_Activity_: Copy out the lines below that hold the word "gable".

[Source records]
#####

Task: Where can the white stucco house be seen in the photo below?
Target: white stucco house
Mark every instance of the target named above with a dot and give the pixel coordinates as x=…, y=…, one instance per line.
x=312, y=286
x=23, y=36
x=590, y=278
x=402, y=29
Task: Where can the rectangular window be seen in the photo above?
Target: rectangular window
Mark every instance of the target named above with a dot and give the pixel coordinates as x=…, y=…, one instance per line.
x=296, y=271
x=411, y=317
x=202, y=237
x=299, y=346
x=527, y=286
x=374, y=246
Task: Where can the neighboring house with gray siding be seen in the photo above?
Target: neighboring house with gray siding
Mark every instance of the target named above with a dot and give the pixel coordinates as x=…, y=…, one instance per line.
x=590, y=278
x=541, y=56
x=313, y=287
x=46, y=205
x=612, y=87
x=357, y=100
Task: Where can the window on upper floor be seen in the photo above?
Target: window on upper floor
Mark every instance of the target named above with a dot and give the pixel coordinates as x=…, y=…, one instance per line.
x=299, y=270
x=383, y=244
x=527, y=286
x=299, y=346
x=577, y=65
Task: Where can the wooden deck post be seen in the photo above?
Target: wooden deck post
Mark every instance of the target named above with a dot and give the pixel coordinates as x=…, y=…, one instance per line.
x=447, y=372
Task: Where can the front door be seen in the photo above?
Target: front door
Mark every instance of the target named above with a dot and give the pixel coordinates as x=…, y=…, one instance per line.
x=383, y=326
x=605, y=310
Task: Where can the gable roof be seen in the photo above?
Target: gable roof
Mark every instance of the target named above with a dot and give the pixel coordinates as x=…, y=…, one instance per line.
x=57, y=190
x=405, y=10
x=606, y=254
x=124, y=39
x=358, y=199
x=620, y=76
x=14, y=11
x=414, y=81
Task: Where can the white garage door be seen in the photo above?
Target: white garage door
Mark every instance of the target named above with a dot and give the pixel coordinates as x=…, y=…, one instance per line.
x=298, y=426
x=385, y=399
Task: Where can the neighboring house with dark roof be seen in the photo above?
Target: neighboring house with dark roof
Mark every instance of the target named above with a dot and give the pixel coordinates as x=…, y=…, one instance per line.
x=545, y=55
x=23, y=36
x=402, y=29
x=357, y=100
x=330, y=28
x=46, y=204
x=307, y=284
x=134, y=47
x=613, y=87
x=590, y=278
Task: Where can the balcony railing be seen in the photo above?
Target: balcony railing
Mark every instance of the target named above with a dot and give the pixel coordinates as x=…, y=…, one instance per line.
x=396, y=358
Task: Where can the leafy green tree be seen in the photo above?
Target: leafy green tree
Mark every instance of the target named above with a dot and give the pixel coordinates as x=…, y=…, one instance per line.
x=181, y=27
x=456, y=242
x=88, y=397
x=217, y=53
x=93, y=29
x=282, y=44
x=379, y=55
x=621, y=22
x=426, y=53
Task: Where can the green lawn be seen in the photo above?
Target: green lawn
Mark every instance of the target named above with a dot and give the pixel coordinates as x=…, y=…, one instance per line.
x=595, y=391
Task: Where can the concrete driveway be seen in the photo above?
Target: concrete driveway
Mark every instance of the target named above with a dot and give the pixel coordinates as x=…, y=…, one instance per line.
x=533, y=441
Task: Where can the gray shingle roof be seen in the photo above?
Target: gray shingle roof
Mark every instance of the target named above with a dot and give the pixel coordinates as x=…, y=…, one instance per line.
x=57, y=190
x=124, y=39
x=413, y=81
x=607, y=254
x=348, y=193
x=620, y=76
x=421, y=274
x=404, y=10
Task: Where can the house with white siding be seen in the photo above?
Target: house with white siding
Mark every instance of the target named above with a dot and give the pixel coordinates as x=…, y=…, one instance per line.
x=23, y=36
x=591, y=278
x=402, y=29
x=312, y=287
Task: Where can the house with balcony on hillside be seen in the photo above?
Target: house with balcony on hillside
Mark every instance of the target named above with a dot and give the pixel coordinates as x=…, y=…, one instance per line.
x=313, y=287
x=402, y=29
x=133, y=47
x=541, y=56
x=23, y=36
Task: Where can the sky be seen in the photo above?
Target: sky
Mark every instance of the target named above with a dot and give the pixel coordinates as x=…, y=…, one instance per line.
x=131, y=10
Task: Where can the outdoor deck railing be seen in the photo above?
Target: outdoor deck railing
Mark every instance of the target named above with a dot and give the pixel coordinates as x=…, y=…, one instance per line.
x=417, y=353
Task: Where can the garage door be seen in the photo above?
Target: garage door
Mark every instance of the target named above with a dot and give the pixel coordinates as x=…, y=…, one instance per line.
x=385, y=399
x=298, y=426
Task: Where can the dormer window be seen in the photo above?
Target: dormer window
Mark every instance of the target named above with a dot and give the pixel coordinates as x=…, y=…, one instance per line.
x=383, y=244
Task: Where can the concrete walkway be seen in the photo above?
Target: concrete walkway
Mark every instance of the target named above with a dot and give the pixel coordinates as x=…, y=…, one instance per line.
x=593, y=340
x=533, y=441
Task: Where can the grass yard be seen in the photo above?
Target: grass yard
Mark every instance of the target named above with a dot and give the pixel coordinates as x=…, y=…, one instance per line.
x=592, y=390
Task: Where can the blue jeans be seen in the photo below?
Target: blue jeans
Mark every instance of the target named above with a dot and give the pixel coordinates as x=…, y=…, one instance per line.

#####

_Exercise response_:
Task: Where can the gable roof be seen in the photo above?
Target: gable roof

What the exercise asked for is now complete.